• **What to work on**: Write each record again exactly as it stands.

• **Data for this exercise**:

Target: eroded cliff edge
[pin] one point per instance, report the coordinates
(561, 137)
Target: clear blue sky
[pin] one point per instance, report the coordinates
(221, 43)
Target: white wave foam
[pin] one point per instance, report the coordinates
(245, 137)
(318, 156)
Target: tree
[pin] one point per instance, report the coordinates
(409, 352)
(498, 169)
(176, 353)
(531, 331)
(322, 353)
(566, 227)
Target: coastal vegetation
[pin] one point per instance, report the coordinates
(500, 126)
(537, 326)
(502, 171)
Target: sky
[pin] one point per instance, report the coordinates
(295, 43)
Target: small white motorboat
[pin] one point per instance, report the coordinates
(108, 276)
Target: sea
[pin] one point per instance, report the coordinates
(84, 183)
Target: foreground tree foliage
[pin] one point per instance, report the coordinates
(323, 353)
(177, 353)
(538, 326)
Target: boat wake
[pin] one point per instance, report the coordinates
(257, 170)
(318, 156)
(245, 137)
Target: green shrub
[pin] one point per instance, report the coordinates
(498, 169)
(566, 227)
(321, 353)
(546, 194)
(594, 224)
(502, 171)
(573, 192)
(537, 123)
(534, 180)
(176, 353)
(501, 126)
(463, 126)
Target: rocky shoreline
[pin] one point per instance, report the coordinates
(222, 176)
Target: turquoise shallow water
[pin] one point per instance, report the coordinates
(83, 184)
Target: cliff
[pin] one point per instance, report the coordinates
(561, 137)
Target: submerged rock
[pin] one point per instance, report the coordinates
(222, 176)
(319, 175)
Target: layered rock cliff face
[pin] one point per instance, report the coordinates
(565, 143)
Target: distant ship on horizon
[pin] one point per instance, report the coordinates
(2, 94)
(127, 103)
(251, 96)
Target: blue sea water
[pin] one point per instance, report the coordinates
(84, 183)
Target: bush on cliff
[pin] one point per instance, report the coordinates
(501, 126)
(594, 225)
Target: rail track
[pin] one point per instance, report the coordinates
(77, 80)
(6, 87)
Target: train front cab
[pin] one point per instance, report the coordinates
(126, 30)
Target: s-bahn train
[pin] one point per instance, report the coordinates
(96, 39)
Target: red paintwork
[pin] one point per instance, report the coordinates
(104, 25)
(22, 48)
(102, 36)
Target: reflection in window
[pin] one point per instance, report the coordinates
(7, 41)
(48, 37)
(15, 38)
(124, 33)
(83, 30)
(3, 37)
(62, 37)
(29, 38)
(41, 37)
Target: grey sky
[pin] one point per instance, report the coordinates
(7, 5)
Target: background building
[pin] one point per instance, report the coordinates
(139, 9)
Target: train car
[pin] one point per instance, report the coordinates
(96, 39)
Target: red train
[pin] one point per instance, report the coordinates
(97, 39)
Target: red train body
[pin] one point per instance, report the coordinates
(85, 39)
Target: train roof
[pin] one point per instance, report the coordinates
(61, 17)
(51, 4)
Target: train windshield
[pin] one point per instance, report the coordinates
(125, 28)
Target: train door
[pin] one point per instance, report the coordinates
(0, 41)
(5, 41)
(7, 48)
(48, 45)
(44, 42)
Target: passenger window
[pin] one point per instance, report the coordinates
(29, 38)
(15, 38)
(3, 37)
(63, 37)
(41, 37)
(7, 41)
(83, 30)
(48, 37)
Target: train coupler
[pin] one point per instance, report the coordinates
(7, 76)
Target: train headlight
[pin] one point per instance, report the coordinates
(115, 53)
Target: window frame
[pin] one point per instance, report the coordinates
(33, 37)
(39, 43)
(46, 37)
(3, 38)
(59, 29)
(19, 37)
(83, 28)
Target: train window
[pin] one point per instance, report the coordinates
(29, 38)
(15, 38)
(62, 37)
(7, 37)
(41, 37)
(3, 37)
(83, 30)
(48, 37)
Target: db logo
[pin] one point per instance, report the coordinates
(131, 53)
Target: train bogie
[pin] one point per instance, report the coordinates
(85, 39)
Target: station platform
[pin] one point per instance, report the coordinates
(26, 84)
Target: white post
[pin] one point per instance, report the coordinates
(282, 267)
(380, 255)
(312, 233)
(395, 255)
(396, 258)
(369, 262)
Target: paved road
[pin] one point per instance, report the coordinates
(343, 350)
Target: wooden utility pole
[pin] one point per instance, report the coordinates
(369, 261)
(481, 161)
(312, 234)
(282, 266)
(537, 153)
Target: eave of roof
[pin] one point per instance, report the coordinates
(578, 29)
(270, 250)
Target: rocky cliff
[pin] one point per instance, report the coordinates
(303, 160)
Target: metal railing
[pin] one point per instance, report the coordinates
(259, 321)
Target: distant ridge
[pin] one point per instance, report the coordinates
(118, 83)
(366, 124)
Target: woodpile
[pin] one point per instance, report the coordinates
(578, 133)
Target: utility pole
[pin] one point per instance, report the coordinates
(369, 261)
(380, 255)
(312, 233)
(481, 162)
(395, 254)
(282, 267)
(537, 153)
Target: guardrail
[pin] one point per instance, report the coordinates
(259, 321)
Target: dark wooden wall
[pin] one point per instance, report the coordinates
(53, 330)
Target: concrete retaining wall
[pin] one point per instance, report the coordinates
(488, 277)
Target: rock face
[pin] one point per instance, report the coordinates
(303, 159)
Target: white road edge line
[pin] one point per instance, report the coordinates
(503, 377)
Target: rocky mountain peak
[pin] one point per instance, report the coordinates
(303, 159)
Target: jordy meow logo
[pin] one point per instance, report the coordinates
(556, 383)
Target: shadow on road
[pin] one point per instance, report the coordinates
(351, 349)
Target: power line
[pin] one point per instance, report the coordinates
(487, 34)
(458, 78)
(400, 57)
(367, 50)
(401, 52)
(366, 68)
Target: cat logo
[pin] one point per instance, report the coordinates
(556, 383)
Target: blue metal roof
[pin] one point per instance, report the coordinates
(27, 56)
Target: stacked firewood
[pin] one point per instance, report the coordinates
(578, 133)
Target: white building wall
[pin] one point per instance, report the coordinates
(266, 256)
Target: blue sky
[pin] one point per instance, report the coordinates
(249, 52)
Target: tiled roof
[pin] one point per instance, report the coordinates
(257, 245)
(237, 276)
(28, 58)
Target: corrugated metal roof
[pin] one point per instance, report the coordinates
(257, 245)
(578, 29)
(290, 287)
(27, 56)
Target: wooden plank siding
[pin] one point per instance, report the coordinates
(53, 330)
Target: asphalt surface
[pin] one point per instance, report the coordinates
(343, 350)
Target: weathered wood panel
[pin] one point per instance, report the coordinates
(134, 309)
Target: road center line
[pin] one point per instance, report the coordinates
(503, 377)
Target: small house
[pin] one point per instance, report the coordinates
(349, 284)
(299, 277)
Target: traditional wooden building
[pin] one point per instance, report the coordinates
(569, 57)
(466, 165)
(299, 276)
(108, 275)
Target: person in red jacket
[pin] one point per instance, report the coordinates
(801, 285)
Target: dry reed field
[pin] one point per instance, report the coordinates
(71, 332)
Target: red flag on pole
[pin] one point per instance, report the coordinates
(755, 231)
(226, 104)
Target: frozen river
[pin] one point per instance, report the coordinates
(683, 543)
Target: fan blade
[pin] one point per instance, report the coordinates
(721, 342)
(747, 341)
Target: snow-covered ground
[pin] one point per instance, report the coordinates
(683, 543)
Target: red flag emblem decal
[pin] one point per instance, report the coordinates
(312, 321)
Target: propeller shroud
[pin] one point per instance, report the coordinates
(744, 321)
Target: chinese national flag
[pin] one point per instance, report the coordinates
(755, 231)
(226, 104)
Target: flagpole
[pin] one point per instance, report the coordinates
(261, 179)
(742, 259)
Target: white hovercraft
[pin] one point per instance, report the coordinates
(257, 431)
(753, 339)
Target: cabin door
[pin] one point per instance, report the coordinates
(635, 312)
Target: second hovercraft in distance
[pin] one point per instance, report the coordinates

• **Task answer**:
Target: eroded cliff edge
[pin] one point per instance, report the coordinates
(561, 137)
Target: clear blue sky
[pin] one point per instance, report the coordinates
(221, 43)
Target: white wave foam
[pin] one point per instance, report the coordinates
(245, 137)
(318, 156)
Target: tree
[pin] one point per instance, report the coordinates
(409, 352)
(498, 169)
(176, 353)
(531, 331)
(322, 353)
(566, 227)
Target: coastal vegetation
[pin] one point per instance, report the coordinates
(500, 126)
(537, 326)
(502, 171)
Target: sky
[pin] one point per instance, report the coordinates
(295, 43)
Target: small white motorboat
[pin] one point per instance, report the coordinates
(108, 276)
Target: sea
[pin] one point per instance, report the coordinates
(84, 183)
Target: foreground tree foliage
[pin] one point per instance, report the coordinates
(323, 353)
(177, 353)
(538, 326)
Target: boat wake
[pin] one point per instance, report the coordinates
(257, 170)
(318, 156)
(245, 137)
Target: green shrub
[pin] one point per instance, report the coordinates
(498, 169)
(566, 227)
(321, 353)
(546, 194)
(594, 224)
(502, 171)
(573, 192)
(537, 123)
(534, 180)
(176, 353)
(501, 126)
(463, 126)
Target: rocky shoreline
[pin] one point per instance, report the coordinates
(222, 176)
Target: turquoise shallow water
[pin] one point per instance, report the coordinates
(83, 184)
Target: cliff
[pin] one point per instance, report the coordinates
(561, 137)
Target: submerged rock
[pin] one point per instance, report the coordinates
(222, 176)
(319, 175)
Target: layered rock cliff face
[pin] one point per instance, report the coordinates
(565, 143)
Target: distant ship on horizon
[pin] one point per instance, report the coordinates
(2, 94)
(127, 103)
(251, 96)
Target: blue sea water
[pin] one point per instance, report the coordinates
(84, 183)
Target: bush on cliff
[pin] one point per instance, report the coordinates
(501, 126)
(594, 225)
Target: rail track
[pin] one point per instance, report the coordinates
(77, 80)
(6, 87)
Target: train front cab
[pin] one point per instance, report the coordinates
(126, 30)
Target: s-bahn train
[pin] one point per instance, report the coordinates
(96, 39)
Target: red paintwork
[pin] one point per instance, report the coordinates
(104, 25)
(22, 48)
(102, 36)
Target: reflection in window
[pin] one point per instance, report the coordinates
(7, 41)
(48, 37)
(15, 38)
(124, 33)
(83, 30)
(3, 37)
(62, 37)
(29, 38)
(41, 37)
Target: grey sky
[pin] one point per instance, report the coordinates
(7, 5)
Target: background building
[pin] one point per instance, report the coordinates
(139, 9)
Target: train car
[pin] one point per instance, report the coordinates
(96, 39)
Target: red train
[pin] one point per instance, report the coordinates
(97, 39)
Target: red train body
[pin] one point per instance, report the coordinates
(85, 39)
Target: train roof
[pin] one point per instance, report the coordinates
(61, 17)
(51, 4)
Target: train windshield
[pin] one point per instance, report the coordinates
(125, 28)
Target: train door
[pin] one point per instance, report the coordinates
(0, 41)
(5, 41)
(7, 48)
(48, 45)
(44, 42)
Target: passenger window
[pin] one point per instance, report the coordinates
(29, 38)
(15, 38)
(3, 37)
(63, 37)
(41, 37)
(7, 41)
(83, 30)
(48, 37)
Target: train coupler
[pin] one point per instance, report the coordinates
(7, 76)
Target: train headlight
[pin] one point per instance, report the coordinates
(115, 53)
Target: window frame
[pin] one point per instance, report the coordinates
(33, 37)
(39, 43)
(46, 37)
(3, 38)
(59, 29)
(19, 37)
(83, 28)
Target: train window
[pin] one point per instance, report the coordinates
(29, 38)
(15, 38)
(62, 37)
(7, 37)
(41, 37)
(3, 37)
(83, 30)
(48, 37)
Target: db logo
[pin] one point per instance, report the coordinates
(131, 53)
Target: train bogie
[pin] one point per instance, report the coordinates
(85, 39)
Target: station platform
[pin] one point per instance, report the coordinates
(26, 84)
Target: white post
[pin] one point per instance, report the coordinates
(282, 267)
(380, 255)
(312, 233)
(395, 255)
(396, 258)
(369, 262)
Target: paved road
[pin] one point per instance, report the coordinates
(343, 350)
Target: wooden utility pole
[pin] one point per instance, report the coordinates
(369, 261)
(481, 161)
(312, 234)
(282, 266)
(537, 153)
Target: eave of roof
[pin] one point per instance, report the coordinates
(578, 29)
(270, 250)
Target: rocky cliff
[pin] one point per instance, report the coordinates
(303, 160)
Target: metal railing
[pin] one point per instance, report the coordinates
(259, 321)
Target: distant ridge
[pin] one point per instance, report the coordinates
(118, 83)
(366, 124)
Target: woodpile
[pin] one point per instance, report the coordinates
(578, 133)
Target: utility pole
[pin] one point per instance, report the coordinates
(369, 261)
(380, 255)
(312, 233)
(481, 162)
(395, 254)
(282, 267)
(537, 153)
Target: guardrail
[pin] one point per instance, report the coordinates
(259, 321)
Target: dark wooden wall
[pin] one point per instance, report the coordinates
(53, 330)
Target: concrete retaining wall
[pin] one point per instance, report the coordinates
(488, 277)
Target: rock face
[pin] one point per instance, report the coordinates
(303, 159)
Target: white road edge line
[pin] one point per instance, report the coordinates
(503, 377)
Target: rocky mountain peak
[pin] one point per instance, report the coordinates
(303, 159)
Target: jordy meow logo
[pin] one point per instance, report the coordinates
(556, 383)
Target: shadow on road
[pin] one point per instance, report the coordinates
(351, 349)
Target: power line
[pin] one point per instance, report the coordinates
(487, 34)
(458, 78)
(400, 57)
(367, 50)
(401, 52)
(366, 68)
Target: cat logo
[pin] one point per instance, report the coordinates
(556, 383)
Target: blue metal roof
[pin] one point per instance, report the coordinates
(27, 56)
Target: stacked firewood
[pin] one point per instance, report the coordinates
(578, 133)
Target: white building wall
[pin] one point per instance, report the coordinates
(266, 256)
Target: blue sky
[pin] one point per instance, report the coordinates
(249, 52)
Target: tiled roof
[pin] one point per instance, report the coordinates
(257, 245)
(237, 276)
(28, 58)
Target: corrugated metal roof
[pin] one point per instance, report the coordinates
(257, 245)
(578, 29)
(290, 287)
(27, 56)
Target: wooden plank siding
[pin] one point per instance, report the coordinates
(53, 330)
Target: asphalt surface
[pin] one point per instance, report the coordinates
(343, 350)
Target: weathered wood panel
[pin] one point per instance, report the coordinates
(134, 309)
Target: road center line
[pin] one point per instance, report the coordinates
(503, 377)
Target: small house
[pin] one point per instance, report the coordinates
(349, 284)
(299, 277)
Target: traditional wooden building
[pin] one point per instance, report the coordinates
(569, 57)
(466, 165)
(299, 276)
(108, 275)
Target: person in red jacket
[pin] one point per instance, report the coordinates
(801, 285)
Target: dry reed field
[pin] one point per instance, report the coordinates
(71, 332)
Target: red flag on pole
[pin] one point per instance, report the coordinates
(755, 231)
(226, 104)
Target: frozen river
[pin] one point per instance, report the coordinates
(683, 543)
Target: fan blade
[pin] one point per instance, report the coordinates
(721, 342)
(747, 341)
Target: snow-covered ground
[pin] one point per instance, report the coordinates
(683, 543)
Target: red flag emblem decal
[pin] one point per instance, report the coordinates
(312, 321)
Target: propeller shroud
[pin] one point per instance, report the coordinates
(744, 321)
Target: chinese national flag
[pin] one point per instance, report the coordinates
(755, 231)
(226, 104)
Target: flagpole
[pin] one point per instance, report the coordinates
(261, 179)
(742, 259)
Target: white hovercraft
[pin] one point per instance, report the coordinates
(257, 431)
(753, 339)
Target: cabin door
[pin] one point per instance, report the coordinates
(635, 312)
Target: second hovercraft in distance
[pin] one point per instance, report the coordinates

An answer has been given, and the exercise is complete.